━━━ Text block

Serverless databases are required to be private. Creating a private database will automatically attach a NAT Gateway (~ / month) to your application's network if the network does not already have one.
jlrdw's avatar

I don't follow be question , the Vapor site Clearly states $39 per month and says

Unlimited projects, Unlimited deployments.

Then states;

Price does not include your AWS cloud costs.

So all the answers are right there on the Vapor site.

But unless you expect some major scaling, Forge would probably be great for you. 19.00 per month, But double check that price.

Of course that does not include your digital ocean, or whatever server cost.

Or digitalocean has tutorials. You can choose to go at it on your own.

Choice is completely yours.

sylvain92's avatar

i already have forge and do droplet. but what i wish with vapor. having a easy way to manage multi environnement in single yaml. and projet ares sorted by project. instead of by server.

kurucu's avatar

Vapor

You pay for Vapor as a fixed price ($399 per year is cheaper, if you really plan to stick with it), which allows unlimited teams, projects and deployments.

Processing and Storage

  • Lambda costs (probably negligible, but some optimisation will help you)
  • S3 costs for storage
  • You can use /tmp up to 500mb per request (but it vanishes at the end of the request, useful for processing files etc locally, but must be downloaded/swapped back to S3 afterwards).

Database

  • NAT Gateway (about $32 per month per region, per project, I think)
    • private serverless MySQL/Postregsql costs (low)

OR

  • public MySQL/Postgresql costs (about $15pm at the lowest, but can be shared between projects)

Caching

  • DynamoDB is used by default, it's very cheap.
  • But if you want Redis then you'll need to pay for the NAT Gateway again.

━━━━━━
━━━ Supplied material

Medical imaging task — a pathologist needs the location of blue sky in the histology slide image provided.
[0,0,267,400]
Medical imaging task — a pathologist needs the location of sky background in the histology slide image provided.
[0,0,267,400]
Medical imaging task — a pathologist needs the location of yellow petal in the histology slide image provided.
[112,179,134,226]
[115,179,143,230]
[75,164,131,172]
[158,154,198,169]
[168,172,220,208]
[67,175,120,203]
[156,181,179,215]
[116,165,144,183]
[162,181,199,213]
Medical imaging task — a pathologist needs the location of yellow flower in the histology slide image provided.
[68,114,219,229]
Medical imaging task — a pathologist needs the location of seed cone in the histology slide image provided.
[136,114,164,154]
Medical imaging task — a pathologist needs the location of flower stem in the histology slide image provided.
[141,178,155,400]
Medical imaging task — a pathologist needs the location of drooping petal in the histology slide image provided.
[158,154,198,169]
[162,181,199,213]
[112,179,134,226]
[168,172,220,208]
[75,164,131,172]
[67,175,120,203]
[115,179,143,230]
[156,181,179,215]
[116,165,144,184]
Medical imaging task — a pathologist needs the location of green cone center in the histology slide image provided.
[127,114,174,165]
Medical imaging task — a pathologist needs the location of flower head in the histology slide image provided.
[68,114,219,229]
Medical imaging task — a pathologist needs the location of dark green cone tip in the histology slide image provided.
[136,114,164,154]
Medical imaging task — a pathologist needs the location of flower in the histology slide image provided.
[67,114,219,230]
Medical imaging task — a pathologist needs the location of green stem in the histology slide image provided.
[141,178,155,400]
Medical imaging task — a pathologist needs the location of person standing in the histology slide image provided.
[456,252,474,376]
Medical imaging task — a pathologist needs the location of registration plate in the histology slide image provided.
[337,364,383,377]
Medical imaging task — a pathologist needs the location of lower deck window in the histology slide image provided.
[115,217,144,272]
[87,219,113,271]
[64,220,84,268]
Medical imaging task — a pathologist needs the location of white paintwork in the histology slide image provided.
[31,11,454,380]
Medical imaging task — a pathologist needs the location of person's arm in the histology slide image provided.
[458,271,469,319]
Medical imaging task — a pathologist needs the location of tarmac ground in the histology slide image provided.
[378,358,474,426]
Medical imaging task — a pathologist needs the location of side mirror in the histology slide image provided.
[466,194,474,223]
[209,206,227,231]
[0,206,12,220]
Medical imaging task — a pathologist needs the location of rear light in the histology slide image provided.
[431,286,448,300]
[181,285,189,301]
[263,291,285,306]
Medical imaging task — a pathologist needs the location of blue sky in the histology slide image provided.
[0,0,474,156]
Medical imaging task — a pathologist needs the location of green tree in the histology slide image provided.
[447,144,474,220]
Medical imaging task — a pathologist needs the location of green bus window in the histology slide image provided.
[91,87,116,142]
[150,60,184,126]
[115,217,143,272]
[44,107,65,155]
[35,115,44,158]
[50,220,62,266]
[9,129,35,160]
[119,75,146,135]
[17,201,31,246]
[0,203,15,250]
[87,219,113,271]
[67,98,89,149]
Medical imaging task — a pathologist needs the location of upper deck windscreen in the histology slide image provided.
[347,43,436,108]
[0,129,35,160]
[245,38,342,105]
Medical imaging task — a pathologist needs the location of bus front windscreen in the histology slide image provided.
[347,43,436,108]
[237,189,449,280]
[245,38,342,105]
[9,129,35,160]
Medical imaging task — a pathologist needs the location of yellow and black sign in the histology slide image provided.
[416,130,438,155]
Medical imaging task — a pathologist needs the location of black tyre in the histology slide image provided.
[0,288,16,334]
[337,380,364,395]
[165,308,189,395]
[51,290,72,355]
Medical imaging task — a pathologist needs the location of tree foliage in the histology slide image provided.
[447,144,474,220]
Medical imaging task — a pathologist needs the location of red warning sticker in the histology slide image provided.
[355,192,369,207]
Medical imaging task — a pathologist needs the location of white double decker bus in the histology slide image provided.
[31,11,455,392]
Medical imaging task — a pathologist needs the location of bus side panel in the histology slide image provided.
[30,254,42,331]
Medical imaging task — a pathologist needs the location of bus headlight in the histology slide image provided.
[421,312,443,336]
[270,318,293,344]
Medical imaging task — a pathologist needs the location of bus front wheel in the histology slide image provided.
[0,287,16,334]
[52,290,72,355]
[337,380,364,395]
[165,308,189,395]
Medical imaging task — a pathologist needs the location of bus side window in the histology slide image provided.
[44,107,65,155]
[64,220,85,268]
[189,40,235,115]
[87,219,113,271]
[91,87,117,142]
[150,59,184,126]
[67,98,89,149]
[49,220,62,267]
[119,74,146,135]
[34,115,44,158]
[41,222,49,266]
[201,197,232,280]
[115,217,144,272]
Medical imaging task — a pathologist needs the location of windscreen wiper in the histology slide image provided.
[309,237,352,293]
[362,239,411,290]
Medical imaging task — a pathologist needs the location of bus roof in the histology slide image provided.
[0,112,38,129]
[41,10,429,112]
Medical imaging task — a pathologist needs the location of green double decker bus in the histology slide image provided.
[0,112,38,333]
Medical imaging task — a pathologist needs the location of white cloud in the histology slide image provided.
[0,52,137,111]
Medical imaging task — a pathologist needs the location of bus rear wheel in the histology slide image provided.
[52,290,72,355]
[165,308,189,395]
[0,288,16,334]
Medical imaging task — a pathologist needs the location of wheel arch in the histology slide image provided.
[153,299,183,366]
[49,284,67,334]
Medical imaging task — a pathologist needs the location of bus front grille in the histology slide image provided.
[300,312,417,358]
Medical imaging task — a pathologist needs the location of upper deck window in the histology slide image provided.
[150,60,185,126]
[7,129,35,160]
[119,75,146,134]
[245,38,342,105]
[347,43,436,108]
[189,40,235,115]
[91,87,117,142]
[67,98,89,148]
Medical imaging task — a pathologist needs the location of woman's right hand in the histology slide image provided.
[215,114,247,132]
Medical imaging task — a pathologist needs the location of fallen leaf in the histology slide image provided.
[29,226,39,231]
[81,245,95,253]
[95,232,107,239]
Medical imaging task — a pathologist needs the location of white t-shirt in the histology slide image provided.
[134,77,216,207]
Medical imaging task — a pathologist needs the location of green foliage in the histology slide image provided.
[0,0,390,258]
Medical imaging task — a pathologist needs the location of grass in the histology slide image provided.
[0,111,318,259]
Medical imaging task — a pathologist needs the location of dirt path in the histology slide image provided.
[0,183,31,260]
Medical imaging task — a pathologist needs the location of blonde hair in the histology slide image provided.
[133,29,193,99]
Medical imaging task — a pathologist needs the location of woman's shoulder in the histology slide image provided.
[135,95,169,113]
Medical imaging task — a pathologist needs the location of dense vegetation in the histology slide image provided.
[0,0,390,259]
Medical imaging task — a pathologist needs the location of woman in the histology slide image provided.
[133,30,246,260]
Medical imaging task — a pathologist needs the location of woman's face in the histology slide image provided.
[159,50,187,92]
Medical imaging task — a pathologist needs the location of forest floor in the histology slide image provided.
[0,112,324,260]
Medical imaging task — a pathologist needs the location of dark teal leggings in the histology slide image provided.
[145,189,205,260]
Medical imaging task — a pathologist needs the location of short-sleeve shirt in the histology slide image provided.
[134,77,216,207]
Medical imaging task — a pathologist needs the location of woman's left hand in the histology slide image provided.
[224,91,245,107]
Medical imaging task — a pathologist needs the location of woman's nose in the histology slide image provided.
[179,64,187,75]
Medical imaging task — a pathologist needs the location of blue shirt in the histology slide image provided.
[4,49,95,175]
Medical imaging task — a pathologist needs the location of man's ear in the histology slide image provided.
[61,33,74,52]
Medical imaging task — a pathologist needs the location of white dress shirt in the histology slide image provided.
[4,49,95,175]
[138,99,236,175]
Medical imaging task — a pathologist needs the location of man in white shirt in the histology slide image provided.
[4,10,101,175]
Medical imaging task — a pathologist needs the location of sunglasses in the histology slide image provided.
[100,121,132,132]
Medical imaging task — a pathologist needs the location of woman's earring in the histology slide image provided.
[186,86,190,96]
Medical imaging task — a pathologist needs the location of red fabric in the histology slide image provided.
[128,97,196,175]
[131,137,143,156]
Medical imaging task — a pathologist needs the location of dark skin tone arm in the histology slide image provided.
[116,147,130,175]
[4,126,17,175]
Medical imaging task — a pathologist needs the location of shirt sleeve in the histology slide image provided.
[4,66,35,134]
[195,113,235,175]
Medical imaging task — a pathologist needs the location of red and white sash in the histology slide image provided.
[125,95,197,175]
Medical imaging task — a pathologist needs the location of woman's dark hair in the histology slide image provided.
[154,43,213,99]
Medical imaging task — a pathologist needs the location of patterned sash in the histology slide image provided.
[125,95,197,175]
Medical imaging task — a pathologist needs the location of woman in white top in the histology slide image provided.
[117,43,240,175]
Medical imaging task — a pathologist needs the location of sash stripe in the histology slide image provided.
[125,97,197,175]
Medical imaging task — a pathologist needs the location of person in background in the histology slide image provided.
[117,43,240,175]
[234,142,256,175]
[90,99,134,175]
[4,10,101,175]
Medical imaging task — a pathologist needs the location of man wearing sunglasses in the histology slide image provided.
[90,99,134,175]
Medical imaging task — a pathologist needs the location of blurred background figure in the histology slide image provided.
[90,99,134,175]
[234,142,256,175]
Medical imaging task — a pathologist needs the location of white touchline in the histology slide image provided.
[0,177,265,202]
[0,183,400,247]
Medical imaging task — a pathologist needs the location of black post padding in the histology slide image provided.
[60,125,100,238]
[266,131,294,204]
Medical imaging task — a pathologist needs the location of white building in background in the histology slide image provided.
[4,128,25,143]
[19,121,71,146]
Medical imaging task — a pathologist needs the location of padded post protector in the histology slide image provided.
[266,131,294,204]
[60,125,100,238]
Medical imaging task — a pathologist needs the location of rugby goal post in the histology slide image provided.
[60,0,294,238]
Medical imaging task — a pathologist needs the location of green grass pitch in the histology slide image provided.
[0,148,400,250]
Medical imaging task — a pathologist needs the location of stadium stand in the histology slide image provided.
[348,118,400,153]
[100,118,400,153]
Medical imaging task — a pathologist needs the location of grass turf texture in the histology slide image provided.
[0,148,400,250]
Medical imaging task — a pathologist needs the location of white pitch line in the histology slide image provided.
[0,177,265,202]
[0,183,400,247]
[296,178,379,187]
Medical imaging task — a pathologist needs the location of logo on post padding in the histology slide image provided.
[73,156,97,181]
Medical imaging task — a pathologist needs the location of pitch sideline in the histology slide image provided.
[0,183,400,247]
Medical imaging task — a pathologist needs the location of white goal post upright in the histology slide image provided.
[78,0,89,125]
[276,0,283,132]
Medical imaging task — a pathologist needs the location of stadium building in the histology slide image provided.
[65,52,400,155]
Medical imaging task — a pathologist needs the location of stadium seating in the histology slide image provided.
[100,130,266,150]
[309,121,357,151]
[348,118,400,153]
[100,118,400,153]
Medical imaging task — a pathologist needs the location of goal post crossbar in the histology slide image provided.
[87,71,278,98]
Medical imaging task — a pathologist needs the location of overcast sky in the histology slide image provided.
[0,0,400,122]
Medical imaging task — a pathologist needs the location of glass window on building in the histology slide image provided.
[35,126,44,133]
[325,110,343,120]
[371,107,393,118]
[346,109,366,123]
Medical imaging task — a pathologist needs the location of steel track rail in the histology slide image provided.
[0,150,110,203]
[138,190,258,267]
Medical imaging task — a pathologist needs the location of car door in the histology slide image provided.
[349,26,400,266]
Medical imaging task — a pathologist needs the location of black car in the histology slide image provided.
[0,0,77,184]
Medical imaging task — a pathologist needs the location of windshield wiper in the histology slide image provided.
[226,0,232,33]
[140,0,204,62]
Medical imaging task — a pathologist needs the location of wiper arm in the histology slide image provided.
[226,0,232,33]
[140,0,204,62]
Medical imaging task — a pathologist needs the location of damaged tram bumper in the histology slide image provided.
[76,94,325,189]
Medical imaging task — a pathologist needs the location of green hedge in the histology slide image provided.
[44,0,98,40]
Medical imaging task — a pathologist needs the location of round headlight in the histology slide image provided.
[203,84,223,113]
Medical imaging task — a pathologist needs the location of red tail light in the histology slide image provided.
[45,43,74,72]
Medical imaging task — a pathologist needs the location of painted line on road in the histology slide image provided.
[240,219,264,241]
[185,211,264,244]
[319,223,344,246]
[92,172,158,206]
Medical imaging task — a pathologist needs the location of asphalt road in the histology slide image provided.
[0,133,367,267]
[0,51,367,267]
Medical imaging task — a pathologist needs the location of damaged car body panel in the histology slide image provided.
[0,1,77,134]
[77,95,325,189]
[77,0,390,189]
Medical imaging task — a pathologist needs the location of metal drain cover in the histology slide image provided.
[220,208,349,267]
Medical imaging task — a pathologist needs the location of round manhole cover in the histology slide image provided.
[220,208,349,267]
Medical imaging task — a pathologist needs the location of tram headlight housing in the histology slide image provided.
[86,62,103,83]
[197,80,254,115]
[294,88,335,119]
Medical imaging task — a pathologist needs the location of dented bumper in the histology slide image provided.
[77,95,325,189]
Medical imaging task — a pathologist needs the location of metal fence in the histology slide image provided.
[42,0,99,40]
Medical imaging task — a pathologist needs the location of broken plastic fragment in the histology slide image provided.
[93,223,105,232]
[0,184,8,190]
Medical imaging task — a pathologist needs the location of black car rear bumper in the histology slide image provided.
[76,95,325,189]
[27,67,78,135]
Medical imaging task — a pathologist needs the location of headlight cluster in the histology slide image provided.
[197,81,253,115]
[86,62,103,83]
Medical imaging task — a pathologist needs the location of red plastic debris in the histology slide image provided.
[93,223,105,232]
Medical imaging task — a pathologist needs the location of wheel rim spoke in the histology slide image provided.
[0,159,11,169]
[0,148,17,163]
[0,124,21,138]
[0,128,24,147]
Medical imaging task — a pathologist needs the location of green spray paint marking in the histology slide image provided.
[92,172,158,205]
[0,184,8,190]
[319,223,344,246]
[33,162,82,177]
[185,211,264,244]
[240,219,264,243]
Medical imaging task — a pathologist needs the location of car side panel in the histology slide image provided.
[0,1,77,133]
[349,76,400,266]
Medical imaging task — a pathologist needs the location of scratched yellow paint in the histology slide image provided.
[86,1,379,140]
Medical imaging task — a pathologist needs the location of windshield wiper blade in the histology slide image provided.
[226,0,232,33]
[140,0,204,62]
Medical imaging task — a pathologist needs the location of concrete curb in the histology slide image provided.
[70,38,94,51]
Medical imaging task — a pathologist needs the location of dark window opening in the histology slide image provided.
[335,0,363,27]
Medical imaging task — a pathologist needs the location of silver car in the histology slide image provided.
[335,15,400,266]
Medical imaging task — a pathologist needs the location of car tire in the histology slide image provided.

━━━━━━

**Given task:** Extend the forum thread on Vapor hosting costs, picking up right after its last line. The data is separate from the forum thread about Vapor costs.

**Task result:**
In summary:

If you have a lot of co-hosted projects, or at least one project at scale then the costs probably start to even out and make Vapor worthwhile on a purely price front. But, Vapor is much more scalable and can deal with peak demands without any worry on your part. There is a lot of powerful configuration taken care of for you, including setting up domains and CDNs per-deployment.

I don't really need it yet, I'm still developing the apps I want to deploy BUT I'd prefer to learn on the production environment rather than get everything nicely sorted for Forge/whatever and then find I have things to learn and fix once I switch to Vapor. A small area, for example, was switching out my upload implementation with a serverless-compatible one.

Plus it pays into the ecosystem in a few ways (Taylor is back on OSS, and Mohamed has started to join him in contributing public content).

In my current setup, without any real production deployments, I pay for Vapor, a public database server, S3 and Lamda costs. The public db server hosts all of my deployed databases for $15 a month, the other costs are usuall $1.5 a month. Grand total of $50 a month for numerous projects, with both staging and production URLs, automagic segregated S3 integration etc.